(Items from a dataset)
⁂

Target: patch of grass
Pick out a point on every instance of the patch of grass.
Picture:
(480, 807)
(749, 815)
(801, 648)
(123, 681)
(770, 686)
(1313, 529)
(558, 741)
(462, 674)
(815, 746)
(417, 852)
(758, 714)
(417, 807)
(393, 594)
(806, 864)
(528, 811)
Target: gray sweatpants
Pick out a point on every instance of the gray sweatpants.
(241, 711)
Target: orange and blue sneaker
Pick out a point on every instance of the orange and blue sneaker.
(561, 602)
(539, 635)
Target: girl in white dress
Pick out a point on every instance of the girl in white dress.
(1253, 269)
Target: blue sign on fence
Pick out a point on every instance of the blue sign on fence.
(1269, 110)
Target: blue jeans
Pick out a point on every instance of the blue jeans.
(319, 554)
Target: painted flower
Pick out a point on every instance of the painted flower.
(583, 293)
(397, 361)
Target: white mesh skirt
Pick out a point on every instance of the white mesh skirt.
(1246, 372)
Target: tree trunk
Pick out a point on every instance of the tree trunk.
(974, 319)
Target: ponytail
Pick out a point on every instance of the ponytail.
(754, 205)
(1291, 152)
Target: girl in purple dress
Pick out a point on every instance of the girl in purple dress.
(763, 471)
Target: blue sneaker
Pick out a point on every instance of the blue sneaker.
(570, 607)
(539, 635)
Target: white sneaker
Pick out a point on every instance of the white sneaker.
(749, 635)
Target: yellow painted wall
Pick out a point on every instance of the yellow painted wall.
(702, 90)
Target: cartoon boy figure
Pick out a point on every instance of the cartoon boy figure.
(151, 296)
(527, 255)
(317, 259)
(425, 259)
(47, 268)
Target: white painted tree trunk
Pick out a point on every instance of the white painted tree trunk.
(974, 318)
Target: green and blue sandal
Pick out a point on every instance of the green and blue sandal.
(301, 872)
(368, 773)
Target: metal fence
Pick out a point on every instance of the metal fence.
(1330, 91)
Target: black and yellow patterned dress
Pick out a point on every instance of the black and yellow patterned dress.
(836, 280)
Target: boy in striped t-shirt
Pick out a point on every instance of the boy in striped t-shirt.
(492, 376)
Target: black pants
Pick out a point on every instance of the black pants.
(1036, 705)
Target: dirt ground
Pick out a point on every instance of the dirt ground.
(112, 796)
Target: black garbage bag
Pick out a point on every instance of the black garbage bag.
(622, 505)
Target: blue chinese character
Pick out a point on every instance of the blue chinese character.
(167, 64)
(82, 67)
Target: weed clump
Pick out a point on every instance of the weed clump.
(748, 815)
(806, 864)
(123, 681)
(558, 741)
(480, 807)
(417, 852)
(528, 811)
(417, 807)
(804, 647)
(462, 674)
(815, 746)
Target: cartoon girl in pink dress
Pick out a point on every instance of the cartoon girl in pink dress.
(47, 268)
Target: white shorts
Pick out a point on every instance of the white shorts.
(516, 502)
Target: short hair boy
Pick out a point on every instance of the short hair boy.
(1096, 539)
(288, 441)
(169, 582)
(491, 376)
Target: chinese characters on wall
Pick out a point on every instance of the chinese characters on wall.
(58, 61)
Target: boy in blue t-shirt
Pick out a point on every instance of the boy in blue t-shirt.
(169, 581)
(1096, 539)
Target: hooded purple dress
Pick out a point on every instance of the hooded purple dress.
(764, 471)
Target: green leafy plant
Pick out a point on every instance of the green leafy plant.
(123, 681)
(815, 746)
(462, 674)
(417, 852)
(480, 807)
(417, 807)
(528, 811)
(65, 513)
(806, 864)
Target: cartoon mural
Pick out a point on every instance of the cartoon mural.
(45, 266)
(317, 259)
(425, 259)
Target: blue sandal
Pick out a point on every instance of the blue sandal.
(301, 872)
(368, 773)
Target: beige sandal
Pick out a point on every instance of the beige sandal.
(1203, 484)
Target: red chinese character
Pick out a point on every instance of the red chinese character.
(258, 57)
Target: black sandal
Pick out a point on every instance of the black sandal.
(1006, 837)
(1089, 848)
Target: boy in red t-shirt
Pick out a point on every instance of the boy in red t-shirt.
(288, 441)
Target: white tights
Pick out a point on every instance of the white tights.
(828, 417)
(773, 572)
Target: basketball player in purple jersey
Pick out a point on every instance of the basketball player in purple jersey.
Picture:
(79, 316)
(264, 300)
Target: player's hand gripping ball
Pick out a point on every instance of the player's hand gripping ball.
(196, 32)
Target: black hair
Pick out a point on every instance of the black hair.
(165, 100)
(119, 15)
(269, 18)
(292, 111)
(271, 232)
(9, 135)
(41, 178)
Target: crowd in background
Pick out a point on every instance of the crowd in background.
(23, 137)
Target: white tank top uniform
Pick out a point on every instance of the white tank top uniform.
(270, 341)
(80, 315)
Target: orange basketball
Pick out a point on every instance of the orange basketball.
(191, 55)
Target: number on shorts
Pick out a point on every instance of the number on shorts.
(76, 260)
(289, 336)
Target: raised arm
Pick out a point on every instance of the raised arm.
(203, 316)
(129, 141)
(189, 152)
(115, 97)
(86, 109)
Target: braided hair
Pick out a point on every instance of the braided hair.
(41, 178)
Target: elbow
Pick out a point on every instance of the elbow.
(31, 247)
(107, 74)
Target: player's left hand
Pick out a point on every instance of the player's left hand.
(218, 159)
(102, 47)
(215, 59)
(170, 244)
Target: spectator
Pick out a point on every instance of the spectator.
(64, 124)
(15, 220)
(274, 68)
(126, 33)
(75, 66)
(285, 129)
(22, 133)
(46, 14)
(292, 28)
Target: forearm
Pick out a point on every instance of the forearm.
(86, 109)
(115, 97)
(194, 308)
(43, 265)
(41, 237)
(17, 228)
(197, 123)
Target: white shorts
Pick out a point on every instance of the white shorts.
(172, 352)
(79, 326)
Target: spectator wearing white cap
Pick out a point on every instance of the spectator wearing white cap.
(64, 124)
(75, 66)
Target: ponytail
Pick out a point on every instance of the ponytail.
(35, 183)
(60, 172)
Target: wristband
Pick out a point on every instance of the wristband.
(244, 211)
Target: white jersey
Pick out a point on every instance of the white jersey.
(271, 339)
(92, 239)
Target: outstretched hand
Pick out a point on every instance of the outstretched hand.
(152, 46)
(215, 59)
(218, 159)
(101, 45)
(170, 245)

⁂

> **Your task**: Copy every one of the items above verbatim.

> **Answer to the exercise**:
Target: patch of grass
Pick out a point on every instance of the patch of grass.
Picture:
(480, 807)
(749, 815)
(801, 648)
(123, 681)
(770, 686)
(1313, 529)
(558, 741)
(462, 674)
(815, 746)
(417, 852)
(758, 714)
(417, 807)
(393, 594)
(806, 864)
(528, 811)
Target: gray sweatpants
Pick out a point on every instance of the gray sweatpants.
(241, 711)
Target: orange and blue sneaker
Pick out a point on every instance of the orange and blue sneaker.
(561, 602)
(539, 635)
Target: girl in white dress
Pick out a point on every instance of the girl in white dress.
(1253, 269)
Target: blue sign on fence
Pick out a point on every instance of the blue sign on fence.
(1269, 110)
Target: blue jeans
Pick out a point on every instance of the blue jeans.
(319, 554)
Target: painted flower
Pick out a point on every instance of the painted flower.
(583, 293)
(397, 361)
Target: white mesh skirt
Pick out a point on every instance of the white mesh skirt.
(1246, 372)
Target: tree trunk
Pick out a point on every instance of the tree trunk.
(974, 319)
Target: ponytail
Pick out a point on every instance of the ponytail.
(754, 205)
(1291, 152)
Target: girl in purple dress
Pick out a point on every instance of the girl in purple dress.
(763, 471)
Target: blue sneaker
Pick out a point on every instance of the blue sneaker.
(570, 607)
(539, 635)
Target: white sneaker
Pick out a point on every instance of the white sneaker.
(749, 635)
Target: yellow painted wall
Pick out a point on every instance of the yellow painted wall.
(702, 90)
Target: cartoon boy figure
Pick out a point on every instance of the cartoon boy figure.
(151, 296)
(527, 255)
(317, 259)
(425, 259)
(47, 268)
Target: white painted tree trunk
Pick out a point on every instance of the white painted tree trunk.
(974, 318)
Target: green and blue sandal
Pick out a point on every instance of the green and blue sandal.
(301, 872)
(368, 773)
Target: metal fence
Pick out a point on every instance of the metal fence.
(1330, 91)
Target: black and yellow patterned dress
Pick out a point on every instance of the black and yellow patterned dress.
(836, 280)
Target: boy in striped t-shirt
Pick out a point on every instance of the boy in striped t-shirt.
(492, 376)
Target: black pants
Pick out a point on every instance of the black pants.
(1036, 705)
Target: dirt ground
Pick out a point on every instance of the dirt ground.
(112, 796)
Target: black garbage bag
Pick out a point on every instance of the black garbage bag.
(622, 505)
Target: blue chinese character
Pick out a point on every instance of the blue chinese character.
(167, 64)
(82, 67)
Target: weed clump
Pick out a point on every instance of the weed clump.
(748, 815)
(806, 864)
(123, 681)
(558, 741)
(480, 807)
(417, 852)
(528, 811)
(417, 807)
(804, 647)
(462, 674)
(815, 746)
Target: cartoon girl in pink dress
Pick out a point on every instance of the cartoon girl in pink dress.
(47, 268)
Target: white shorts
Pick out a point on every instance of the white shorts.
(516, 502)
Target: short hair boy
Pick out a point on every instance of the short hair boy.
(1096, 539)
(288, 441)
(169, 582)
(491, 376)
Target: chinese characters on wall
Pick out a point on every instance of the chinese characters on wall.
(58, 61)
Target: boy in blue t-shirt
Pick out a point on every instance of the boy in blue t-shirt.
(169, 581)
(1096, 539)
Target: hooded purple dress
Pick out a point on every instance of the hooded purple dress.
(764, 471)
Target: green leafy plant
Pick out a point on every instance of the green leafy plant.
(123, 681)
(815, 746)
(462, 674)
(417, 852)
(480, 807)
(417, 807)
(528, 811)
(65, 513)
(806, 864)
Target: cartoon mural
Pick out a point on every instance of the cartoon mural.
(45, 266)
(317, 259)
(425, 259)
Target: blue sandal
Pick out a point on every instance of the blue sandal.
(301, 872)
(368, 773)
Target: beige sandal
Pick out a point on every instance of the beige sandal.
(1203, 484)
Target: red chinese character
Pick out a point on every instance of the red chinese character.
(258, 57)
Target: black sandal
Pick out a point on every instance of the black sandal.
(1006, 837)
(1089, 848)
Target: boy in red t-shirt
Pick out a point on every instance of the boy in red t-shirt.
(288, 441)
Target: white tights
Pick out a point on every instance of the white tights.
(828, 417)
(773, 572)
Target: basketball player in purple jersey
Pick out a point on every instance of the basketball player in purple jersey.
Picture:
(79, 316)
(264, 300)
Target: player's hand gripping ball
Pick out a point on every instance of the player's hand gripping ball.
(196, 32)
Target: black hair
Pick out a point on every instance of the black hair.
(165, 100)
(119, 15)
(269, 18)
(292, 111)
(271, 232)
(9, 135)
(41, 178)
Target: crowd in background
Pick out a point on every instance of the crowd in background.
(23, 137)
Target: white tank top uniform
Pick out a point on every instance of the white tank top uniform.
(270, 341)
(80, 315)
Target: orange basketball
Pick out a point on every instance of the orange basketball.
(191, 55)
Target: number on shorts
Pick out a point on every instance of the number on shorts.
(76, 260)
(289, 336)
Target: raised arm
Pick out a point on every instance of the raised arm.
(203, 316)
(129, 141)
(189, 152)
(115, 97)
(86, 109)
Target: braided hair
Pick out a point on every instance of the braided hair.
(41, 178)
Target: elbow
Pick out a point on every instance of the elbow.
(31, 247)
(107, 74)
Target: player's left hand
Pick out a point on every instance of the player's left hand.
(218, 159)
(102, 47)
(215, 59)
(170, 244)
Target: spectator
Pick out a point on every instance of the spectator.
(64, 124)
(15, 220)
(274, 68)
(126, 33)
(75, 66)
(285, 129)
(22, 133)
(46, 14)
(292, 28)
Target: forearm
Pick out a point on every instance of the forearm.
(86, 109)
(115, 97)
(194, 308)
(43, 265)
(41, 237)
(17, 228)
(197, 123)
Target: white shorts
Pick out a point on every instance of the white shorts.
(172, 352)
(79, 326)
Target: spectator wearing white cap
Pick out a point on every instance of the spectator wearing white cap.
(64, 124)
(75, 66)
Target: ponytail
Pick out a point on every instance of the ponytail.
(35, 183)
(60, 172)
Target: wristband
Pick out a point on every instance of the wristband.
(244, 211)
Target: white jersey
Pick out a point on every instance of the white jersey.
(271, 339)
(92, 239)
Target: outstretched hand
Pick out a point on every instance of the outstretched hand.
(152, 46)
(215, 59)
(218, 159)
(101, 45)
(170, 245)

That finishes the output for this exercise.